Narayan tells his story in the introductory video.
An innovative UNSW program designed to help traumatised refugees overcome the stigma associated with post-traumatic stress disorder (PTSD) has received a $450,000 grant from beyondblue today.
Tell Your Story is the first digital intervention of its kind to target self-stigma in refugees with varying levels of traumatic stress symptoms. The twelve-session online education program will feature video stories of refugee men who sought help for their PTSD.
Participating men will watch stories in their first language, including Arabic, Farsi and Tamil. The stories will challenge common myths and support men to reach out for assistance and to also tell their own story.
In the introductory video about the program, refugee Narayan recalls the PTSD-related nightmares and flashbacks that saw him struggling to cope prior to seeking treatment.
“I encourage all my fellow refugees to tell your stories from your heart and mind so you can be free and lead a happy life,” said Narayan.
The initiative is a partnership between the UNSW Refugee Trauma and Recovery Program, Settlement Services International (SSI) and the Black Dog Institute.
UNSW clinical psychologist and Program Director, Dr Angela Nickerson, said the prevalence of PTSD in refugees is five times higher than the general population in Australia.

▶ [Work request A]:
Translate this sentence from the article on the refugee PTSD program into Spanish: "Participating men will watch stories in their first language, including Arabic, Farsi and Tamil."
▶ [Work request B]:
Write the next part of the article on the refugee PTSD program, starting after its final sentence.

(Stored data entries)
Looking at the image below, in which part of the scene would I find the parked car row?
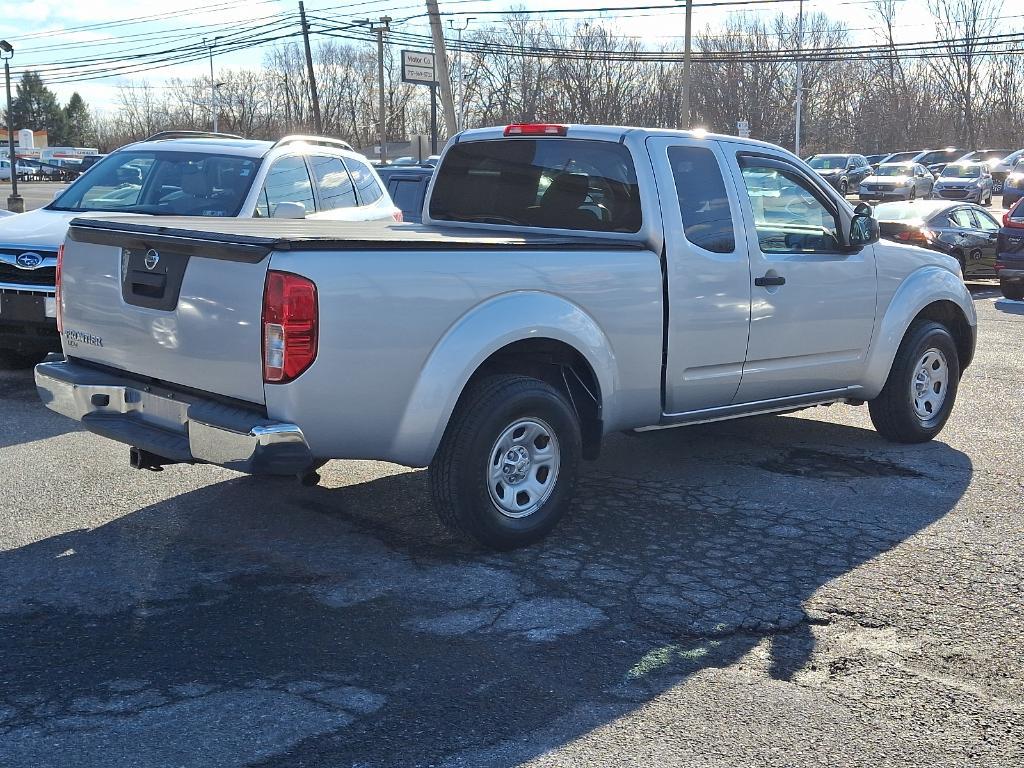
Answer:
[874,198,1024,300]
[807,146,1024,196]
[0,131,402,355]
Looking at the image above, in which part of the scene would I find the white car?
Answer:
[0,131,401,354]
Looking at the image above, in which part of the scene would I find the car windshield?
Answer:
[942,165,981,178]
[873,201,949,221]
[964,150,1010,163]
[874,165,913,176]
[918,150,964,165]
[808,155,847,171]
[49,151,259,216]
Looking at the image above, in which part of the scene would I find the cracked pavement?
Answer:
[0,286,1024,768]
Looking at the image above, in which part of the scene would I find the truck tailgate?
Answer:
[60,219,269,404]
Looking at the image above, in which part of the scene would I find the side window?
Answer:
[739,156,840,253]
[974,210,999,232]
[345,158,384,206]
[391,179,427,216]
[669,146,736,253]
[256,157,316,216]
[949,208,975,229]
[309,155,358,211]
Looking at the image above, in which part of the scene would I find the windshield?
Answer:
[49,151,259,216]
[942,165,981,178]
[808,155,847,171]
[873,201,949,221]
[918,150,964,165]
[874,165,913,176]
[430,138,641,232]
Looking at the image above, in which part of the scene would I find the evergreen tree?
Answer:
[61,91,93,146]
[11,72,63,140]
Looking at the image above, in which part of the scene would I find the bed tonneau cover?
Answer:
[69,216,644,261]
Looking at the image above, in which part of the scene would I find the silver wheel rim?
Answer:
[910,347,949,422]
[486,418,560,518]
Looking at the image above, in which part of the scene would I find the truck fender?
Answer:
[391,291,618,467]
[863,265,978,399]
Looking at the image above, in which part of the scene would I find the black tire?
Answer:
[999,281,1024,301]
[867,321,961,442]
[429,375,582,550]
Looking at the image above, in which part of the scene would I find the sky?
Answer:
[0,0,991,111]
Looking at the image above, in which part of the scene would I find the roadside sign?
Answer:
[401,50,437,85]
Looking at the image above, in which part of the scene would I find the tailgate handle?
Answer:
[130,269,167,298]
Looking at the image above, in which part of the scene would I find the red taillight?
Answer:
[1002,198,1024,227]
[505,123,569,136]
[263,270,318,384]
[53,243,63,334]
[896,227,935,245]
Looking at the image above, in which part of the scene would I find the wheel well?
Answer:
[914,301,974,373]
[467,339,603,459]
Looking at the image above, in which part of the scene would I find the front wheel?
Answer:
[868,321,961,442]
[429,375,582,550]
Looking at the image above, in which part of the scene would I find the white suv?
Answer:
[0,131,401,354]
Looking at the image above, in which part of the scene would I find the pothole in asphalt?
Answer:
[758,449,924,480]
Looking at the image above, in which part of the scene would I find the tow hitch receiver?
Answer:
[128,445,180,472]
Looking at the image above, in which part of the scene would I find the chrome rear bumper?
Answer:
[36,360,313,475]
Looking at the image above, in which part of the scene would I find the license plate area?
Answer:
[0,292,50,323]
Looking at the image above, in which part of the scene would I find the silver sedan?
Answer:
[858,163,935,200]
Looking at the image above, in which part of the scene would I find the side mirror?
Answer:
[850,203,882,248]
[273,203,306,219]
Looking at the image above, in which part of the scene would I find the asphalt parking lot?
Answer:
[0,181,68,211]
[0,285,1024,768]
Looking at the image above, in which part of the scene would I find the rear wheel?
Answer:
[999,281,1024,301]
[429,375,582,550]
[868,321,961,442]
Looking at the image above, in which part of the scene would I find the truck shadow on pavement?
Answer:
[0,418,972,768]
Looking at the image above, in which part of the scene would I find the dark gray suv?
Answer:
[807,155,873,196]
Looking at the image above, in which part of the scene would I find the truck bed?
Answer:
[69,216,645,263]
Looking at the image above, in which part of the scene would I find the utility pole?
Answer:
[427,0,459,136]
[299,0,324,134]
[448,16,475,132]
[203,37,220,133]
[285,70,292,135]
[0,40,25,213]
[793,0,804,158]
[682,0,693,128]
[361,16,391,165]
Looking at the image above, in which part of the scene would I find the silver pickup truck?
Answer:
[36,125,977,549]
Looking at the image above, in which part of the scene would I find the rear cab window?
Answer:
[669,146,736,253]
[430,137,642,232]
[345,158,384,206]
[309,155,358,211]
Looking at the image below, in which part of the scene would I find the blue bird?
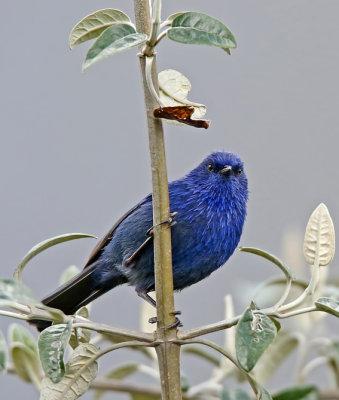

▶ [Expected output A]:
Los hombres participantes verán historias en su lengua materna, incluidos el árabe, el farsi y el tamil.

▶ [Expected output B]:
“Despite the damaging impact of PTSD, many refugee men do not seek psychological support,” said Dr Nickerson.
“The negative beliefs that many men hold about their own PTSD symptoms are a key barrier to accessing evidence-based interventions. We hope this program will help them overcome this barrier.”
The digital intervention will include interactive activities to educate users about PTSD and support them to develop personalised plans for seeking help.
Dr Nickerson said the intervention will also provide a template for reducing mental health stigma in refugee men globally.
“By overcoming the devastating effects of self-stigma, we can help refugee men to support each other and thrive here in Australia,” Dr Nickerson said.
The project commences on 1 July and will be evaluated after two years to assess whether it has effectively reduced the stigma around PTSD and encouraged refugees to seek help.
The prevalence of PTSD in refugees is five times higher than the general population in Australia. Photo: iStock
Tell Your Story has been funded, along with five other mental health projects, by beyondblue through donations from the Movember Foundation, to coincide with Men’s Health Week this week.
The projects will use technology, such as apps and websites, along with evidence-based techniques to show men that taking action on mental illness is nothing to be ashamed of.